For the most part, modern moviegoers who occasionally (or always) feel homesick for the romantic comedies of the '30s and '40s are just plain out of luck. Even a smart, entertaining picture like "Mr. and Mrs. Smith" has to have the earmarks of an action movie as well as a romantic comedy -- it's as if filmmakers working for major studios have to make sure all the bases are covered, just in case. But the romantic-comedy template is like an armored vehicle: No matter how full of holes mainstream American movies have shot it, it trundles forward, brave and undaunted. And there are always new, young filmmakers who are eager to keep it going, instead of merely abusing its mechanics.
Writer-director Alice Wu's "Saving Face" doesn't fit into any oversimplified marketing genre: It isn't just a culture-clash comedy, or a love story about Asian-American lesbians. And it really isn't "My Big Fat Chinese Wedding." But it has the heart and spirit of a true romantic comedy, and a lightness of touch that you rarely see in a debut picture. Wil (Michelle Krusiec) is a young surgeon from a traditional Chinese family, living in New York. Nearly every weekend she makes the trek to Queens to attend a large gathering of friends and family -- she's doing her best to be a good Chinese daughter -- and every weekend, invariably, someone in that network of family and friends tries to fix her up with a nice (or even a not-so-nice) boy.

[Natural language region descriptions]
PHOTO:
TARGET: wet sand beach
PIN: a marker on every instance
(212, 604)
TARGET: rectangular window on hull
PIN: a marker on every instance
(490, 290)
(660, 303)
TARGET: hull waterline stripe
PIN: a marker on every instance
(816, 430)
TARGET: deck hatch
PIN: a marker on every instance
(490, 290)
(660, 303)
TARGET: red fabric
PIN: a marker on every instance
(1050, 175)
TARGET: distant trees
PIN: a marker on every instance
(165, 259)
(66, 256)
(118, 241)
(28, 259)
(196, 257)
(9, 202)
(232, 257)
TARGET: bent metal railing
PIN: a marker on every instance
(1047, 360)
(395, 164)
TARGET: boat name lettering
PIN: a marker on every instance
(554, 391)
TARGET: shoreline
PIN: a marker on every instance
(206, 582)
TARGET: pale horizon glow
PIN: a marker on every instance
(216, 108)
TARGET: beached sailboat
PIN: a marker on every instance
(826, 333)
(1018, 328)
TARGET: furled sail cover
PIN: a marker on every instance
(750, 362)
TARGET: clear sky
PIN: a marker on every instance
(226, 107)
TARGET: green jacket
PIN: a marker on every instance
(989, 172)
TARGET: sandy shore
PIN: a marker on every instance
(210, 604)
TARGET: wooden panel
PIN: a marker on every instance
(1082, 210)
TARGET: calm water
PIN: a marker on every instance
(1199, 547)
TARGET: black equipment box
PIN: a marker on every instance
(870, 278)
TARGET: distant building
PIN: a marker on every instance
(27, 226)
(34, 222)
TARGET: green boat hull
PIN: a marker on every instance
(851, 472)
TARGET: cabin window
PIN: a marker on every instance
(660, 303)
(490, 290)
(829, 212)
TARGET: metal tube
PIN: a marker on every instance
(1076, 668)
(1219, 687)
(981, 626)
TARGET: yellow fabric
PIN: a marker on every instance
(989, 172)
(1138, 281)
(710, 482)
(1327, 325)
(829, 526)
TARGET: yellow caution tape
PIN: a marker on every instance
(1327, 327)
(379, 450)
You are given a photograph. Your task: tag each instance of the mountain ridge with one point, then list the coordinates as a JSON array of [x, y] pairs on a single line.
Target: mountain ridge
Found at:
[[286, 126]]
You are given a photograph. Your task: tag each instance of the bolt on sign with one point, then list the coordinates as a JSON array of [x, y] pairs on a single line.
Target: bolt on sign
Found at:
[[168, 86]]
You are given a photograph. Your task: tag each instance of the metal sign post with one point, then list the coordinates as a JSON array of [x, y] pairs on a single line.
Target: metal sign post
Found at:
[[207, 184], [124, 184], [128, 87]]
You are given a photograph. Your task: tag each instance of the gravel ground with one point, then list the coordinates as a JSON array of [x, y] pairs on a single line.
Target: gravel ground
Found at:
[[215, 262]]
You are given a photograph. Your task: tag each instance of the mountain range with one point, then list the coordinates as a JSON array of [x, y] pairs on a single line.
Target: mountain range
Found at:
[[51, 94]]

*ACTIVITY 1*
In the movie review, what is Wil's job?
*ACTIVITY 2*
List every movie title mentioned in the movie review.
*ACTIVITY 3*
Print everything in the movie review from "For the most" down to "abusing its mechanics.".
You won't need the rows for any of this.

*ANSWER 1*
She is a young surgeon.

*ANSWER 2*
"Mr. and Mrs. Smith", "Saving Face", "My Big Fat Chinese Wedding"

*ANSWER 3*
For the most part, modern moviegoers who occasionally (or always) feel homesick for the romantic comedies of the '30s and '40s are just plain out of luck. Even a smart, entertaining picture like "Mr. and Mrs. Smith" has to have the earmarks of an action movie as well as a romantic comedy -- it's as if filmmakers working for major studios have to make sure all the bases are covered, just in case. But the romantic-comedy template is like an armored vehicle: No matter how full of holes mainstream American movies have shot it, it trundles forward, brave and undaunted. And there are always new, young filmmakers who are eager to keep it going, instead of merely abusing its mechanics.